À cela, s'ajoute le poids familial, avec une moyenne de 7 personnes en
charge par répondant.
Dans ce contexte, 42,9 % des répondants motivent leur
départ par l'insuffisance du salaire. « Le jeune candidat à
l'émigration reste insatisfait de l'assistance familiale qui permet de
survivre, voire de vivre décemment mais sans réelle
considération familiale et sociale. Cette prise en charge familiale
interdit de satisfaire non seulement des ambitions personnelles, mais surtout
d'entrer dans le rôle social que la société attend de lui.
Aussi, le projet migratoire s'inscrit-il dans une volonté de rupture
initiatique dans l'optique d'un futur retour glorieux permettant d'obtenir la
reconnaissance sociale de son groupe et d'accéder à une
véritable majorité sociale (Timéra, 2001, P 38).

▶ _Consignes_
[1] Répondez à ces questions à partir de l'extrait sur l'émigration :
(a) Combien de personnes chaque répondant a-t-il en moyenne à sa charge ?
(b) Quelle part des répondants explique son départ par l'insuffisance du salaire ?
(c) Dans quelle optique s'inscrit la « volonté de rupture initiatique » ?
[2] Rédigez, s'il vous plaît, la suite de l'extrait sur l'émigration à partir de sa dernière phrase.
Les enregistrements ne servent à rien pour ce travail.

▶ _Enregistrements fournis_
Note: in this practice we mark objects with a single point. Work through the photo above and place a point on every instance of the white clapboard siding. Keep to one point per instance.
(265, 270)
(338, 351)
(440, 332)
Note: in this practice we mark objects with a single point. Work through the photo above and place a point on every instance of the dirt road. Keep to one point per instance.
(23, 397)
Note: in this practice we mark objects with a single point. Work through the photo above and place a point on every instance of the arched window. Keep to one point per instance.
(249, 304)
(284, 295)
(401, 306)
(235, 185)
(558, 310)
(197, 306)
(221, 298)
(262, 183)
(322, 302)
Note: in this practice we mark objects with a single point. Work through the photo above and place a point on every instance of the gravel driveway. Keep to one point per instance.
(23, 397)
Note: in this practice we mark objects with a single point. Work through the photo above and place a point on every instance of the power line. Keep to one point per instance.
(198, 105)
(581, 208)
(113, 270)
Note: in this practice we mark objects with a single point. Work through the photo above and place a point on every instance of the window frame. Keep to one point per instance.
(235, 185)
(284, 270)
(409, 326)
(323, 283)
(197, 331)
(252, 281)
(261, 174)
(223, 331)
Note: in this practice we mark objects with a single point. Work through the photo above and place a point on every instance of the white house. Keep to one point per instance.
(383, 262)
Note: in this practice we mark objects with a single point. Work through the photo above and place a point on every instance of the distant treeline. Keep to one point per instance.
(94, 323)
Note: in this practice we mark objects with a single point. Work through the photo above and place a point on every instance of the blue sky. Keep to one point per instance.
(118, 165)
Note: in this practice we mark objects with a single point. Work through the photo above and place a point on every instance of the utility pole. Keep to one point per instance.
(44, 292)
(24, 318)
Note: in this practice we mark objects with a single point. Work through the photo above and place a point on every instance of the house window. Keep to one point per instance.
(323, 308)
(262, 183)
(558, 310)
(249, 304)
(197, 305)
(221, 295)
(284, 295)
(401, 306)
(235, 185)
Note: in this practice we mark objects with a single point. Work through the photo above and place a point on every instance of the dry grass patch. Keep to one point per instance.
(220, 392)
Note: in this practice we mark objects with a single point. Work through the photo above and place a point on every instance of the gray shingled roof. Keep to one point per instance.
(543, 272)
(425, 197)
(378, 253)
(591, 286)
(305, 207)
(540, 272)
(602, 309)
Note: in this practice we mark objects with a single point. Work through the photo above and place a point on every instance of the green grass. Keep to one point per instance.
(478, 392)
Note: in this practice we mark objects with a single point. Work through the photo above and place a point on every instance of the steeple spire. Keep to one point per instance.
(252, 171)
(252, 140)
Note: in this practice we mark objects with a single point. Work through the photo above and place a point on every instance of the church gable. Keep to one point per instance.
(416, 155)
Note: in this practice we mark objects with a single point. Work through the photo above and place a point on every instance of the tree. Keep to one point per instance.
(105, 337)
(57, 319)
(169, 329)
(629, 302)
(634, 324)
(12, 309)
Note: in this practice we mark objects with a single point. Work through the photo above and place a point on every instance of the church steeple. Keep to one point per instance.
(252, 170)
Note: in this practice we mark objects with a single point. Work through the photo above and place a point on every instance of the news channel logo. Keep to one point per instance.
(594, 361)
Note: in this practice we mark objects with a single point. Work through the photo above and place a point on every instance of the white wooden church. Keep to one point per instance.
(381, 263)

* * *

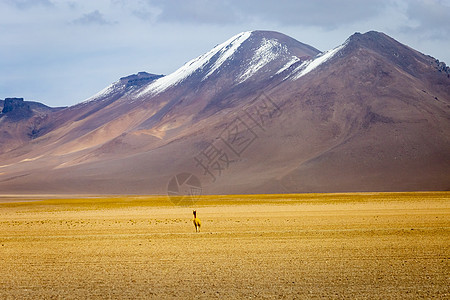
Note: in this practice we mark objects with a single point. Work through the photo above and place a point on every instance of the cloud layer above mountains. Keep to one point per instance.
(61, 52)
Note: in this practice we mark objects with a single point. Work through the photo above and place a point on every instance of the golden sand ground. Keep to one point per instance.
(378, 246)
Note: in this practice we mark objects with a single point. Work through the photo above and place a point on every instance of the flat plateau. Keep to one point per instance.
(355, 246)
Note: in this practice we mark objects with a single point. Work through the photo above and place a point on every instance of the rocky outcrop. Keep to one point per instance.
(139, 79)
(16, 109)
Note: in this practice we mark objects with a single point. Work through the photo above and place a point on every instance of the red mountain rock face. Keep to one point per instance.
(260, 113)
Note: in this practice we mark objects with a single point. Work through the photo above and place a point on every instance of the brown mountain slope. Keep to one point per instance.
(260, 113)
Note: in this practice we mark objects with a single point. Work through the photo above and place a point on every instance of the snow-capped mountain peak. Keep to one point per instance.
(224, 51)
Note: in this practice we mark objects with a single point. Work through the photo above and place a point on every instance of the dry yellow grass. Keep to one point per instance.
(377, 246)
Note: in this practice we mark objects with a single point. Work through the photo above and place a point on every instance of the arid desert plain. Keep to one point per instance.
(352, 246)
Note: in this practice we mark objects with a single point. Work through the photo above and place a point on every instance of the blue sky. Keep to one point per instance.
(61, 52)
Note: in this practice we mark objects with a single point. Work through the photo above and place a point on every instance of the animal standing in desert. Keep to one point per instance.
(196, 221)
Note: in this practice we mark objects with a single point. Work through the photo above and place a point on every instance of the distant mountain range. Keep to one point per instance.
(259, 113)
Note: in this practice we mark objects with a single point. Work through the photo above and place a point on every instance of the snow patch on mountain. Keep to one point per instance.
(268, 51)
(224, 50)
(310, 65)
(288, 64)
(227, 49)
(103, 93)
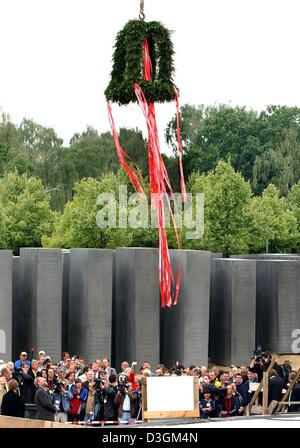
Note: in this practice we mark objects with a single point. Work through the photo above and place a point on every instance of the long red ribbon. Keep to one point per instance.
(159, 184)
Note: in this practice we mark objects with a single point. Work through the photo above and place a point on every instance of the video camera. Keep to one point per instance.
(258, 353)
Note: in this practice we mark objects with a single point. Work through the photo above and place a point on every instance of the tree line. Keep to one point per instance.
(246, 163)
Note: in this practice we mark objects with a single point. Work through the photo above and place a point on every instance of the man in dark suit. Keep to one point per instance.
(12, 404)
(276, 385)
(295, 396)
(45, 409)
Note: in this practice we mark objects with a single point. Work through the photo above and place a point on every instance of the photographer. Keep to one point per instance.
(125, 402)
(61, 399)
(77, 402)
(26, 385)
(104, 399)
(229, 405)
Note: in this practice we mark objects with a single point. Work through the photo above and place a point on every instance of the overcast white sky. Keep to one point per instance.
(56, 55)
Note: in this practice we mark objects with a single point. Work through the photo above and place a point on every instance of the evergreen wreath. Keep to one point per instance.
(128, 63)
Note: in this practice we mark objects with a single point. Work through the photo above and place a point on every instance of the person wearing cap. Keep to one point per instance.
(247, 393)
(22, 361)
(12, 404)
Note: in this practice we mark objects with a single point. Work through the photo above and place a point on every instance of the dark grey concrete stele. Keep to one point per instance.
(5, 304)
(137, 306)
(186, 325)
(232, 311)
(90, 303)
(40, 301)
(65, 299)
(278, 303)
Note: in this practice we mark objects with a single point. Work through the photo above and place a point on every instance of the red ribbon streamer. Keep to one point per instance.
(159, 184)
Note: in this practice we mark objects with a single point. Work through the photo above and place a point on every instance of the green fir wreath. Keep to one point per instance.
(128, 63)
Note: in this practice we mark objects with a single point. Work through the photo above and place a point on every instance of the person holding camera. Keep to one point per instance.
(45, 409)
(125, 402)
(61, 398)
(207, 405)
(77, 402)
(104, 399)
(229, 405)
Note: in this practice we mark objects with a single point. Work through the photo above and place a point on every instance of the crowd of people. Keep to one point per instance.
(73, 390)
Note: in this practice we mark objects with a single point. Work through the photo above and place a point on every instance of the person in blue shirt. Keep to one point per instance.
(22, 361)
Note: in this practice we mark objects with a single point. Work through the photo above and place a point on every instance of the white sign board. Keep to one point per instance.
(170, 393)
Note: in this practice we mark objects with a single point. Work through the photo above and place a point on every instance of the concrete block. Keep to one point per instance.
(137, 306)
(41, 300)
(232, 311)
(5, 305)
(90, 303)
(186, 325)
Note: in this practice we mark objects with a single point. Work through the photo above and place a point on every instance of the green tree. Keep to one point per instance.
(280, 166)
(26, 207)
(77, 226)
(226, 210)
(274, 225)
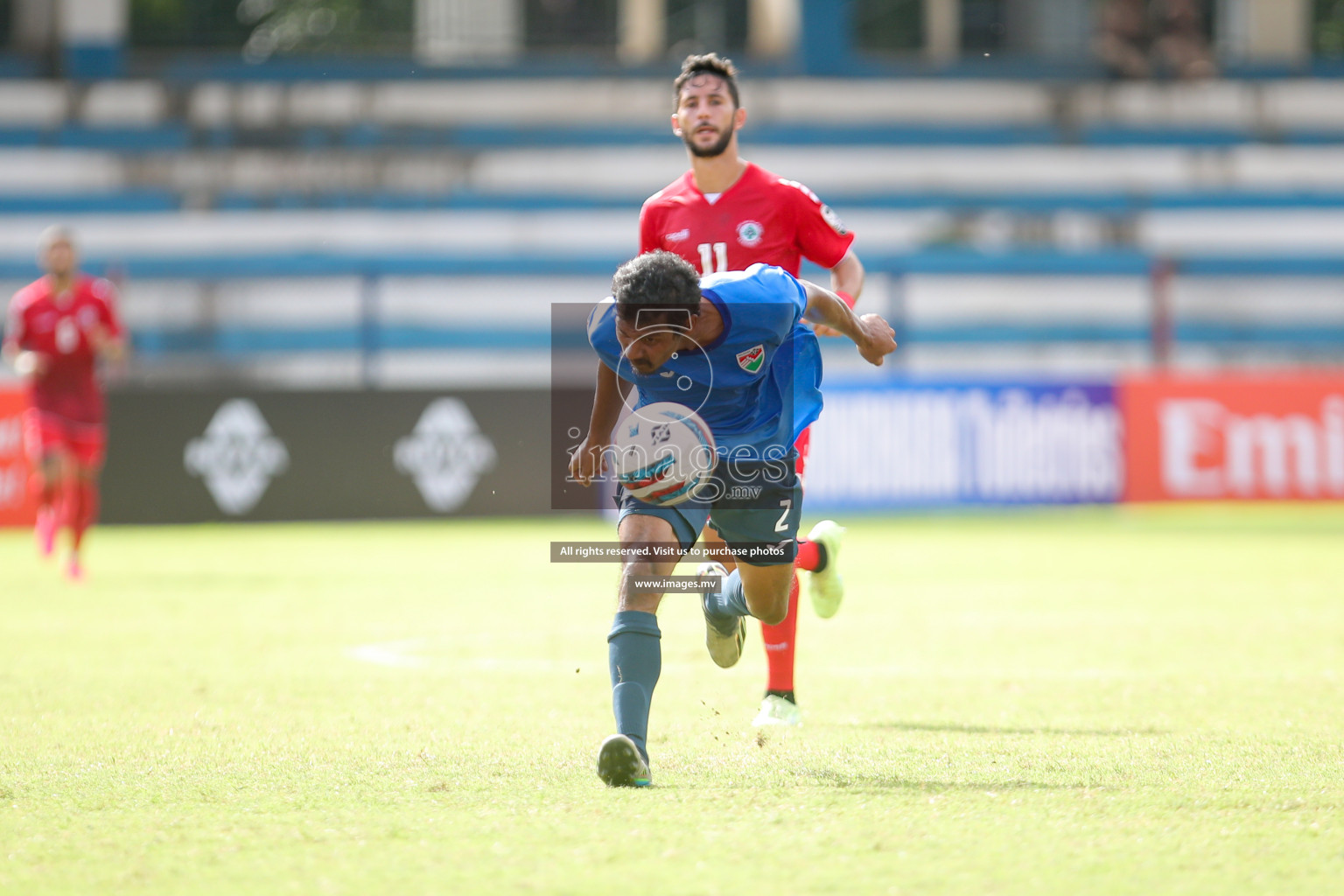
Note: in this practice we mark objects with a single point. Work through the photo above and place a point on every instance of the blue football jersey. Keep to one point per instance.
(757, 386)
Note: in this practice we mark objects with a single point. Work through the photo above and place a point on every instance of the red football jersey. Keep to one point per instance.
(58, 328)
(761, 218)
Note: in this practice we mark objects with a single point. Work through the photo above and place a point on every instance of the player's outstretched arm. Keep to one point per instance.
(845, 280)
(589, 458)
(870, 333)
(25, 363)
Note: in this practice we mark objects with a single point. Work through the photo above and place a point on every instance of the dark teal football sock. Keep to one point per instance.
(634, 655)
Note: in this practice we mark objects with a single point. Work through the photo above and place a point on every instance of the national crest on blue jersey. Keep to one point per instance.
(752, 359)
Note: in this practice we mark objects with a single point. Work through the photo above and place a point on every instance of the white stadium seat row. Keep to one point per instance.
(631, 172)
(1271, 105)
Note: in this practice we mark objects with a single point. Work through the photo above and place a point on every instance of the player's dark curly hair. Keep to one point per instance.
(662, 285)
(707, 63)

▶ _Réponses par consigne_
[1]
(a) 7 personnes en moyenne.
(b) 42,9 % des répondants.
(c) Dans l'optique d'un futur retour glorieux.

[2]
Ces jeunes migrants ne sont pas satisfaits de leur salaire
qu'ils jugent insuffisant pour satisfaire leurs besoins. Près de la
moitié des répondants (45,7%) affirment avoir quitté leur
emploi à cause du salaire jugé peu intéressant contre 32,3
% qui le motivent par l'absence de travail dans leur pays. Il ressort que la
majorité des répondants n'ont pas accès à un
travail suffisamment rémunérateur. Les motivations
économiques sont des facteurs déclencheurs de la migration comme
le souligne ce migrant : « Les gens quittent pour subvenir à
leurs besoins. C'est la pauvreté qui pousse les gens à quitter
leur pays. La principale cause de départs des jeunes c'est la
pauvreté. Il y a des déceptions après les études
universitaires, les jeunes se retrouvent au chômage. Ils continuent
à dépendre de leur famille pour tous leurs besoins. Alors
qu'à côté, les camarades qui ont quitté
l'école pour l'aventure ont déjà construit pour eux et
leur famille. Ils ont réussi. J'ai perdu mon père en 2004, c'est
lui qui me soutenait. J'ai donc perdu tout espoir de solution sur place pour
mes problèmes. J'ai donc décidé de migrer »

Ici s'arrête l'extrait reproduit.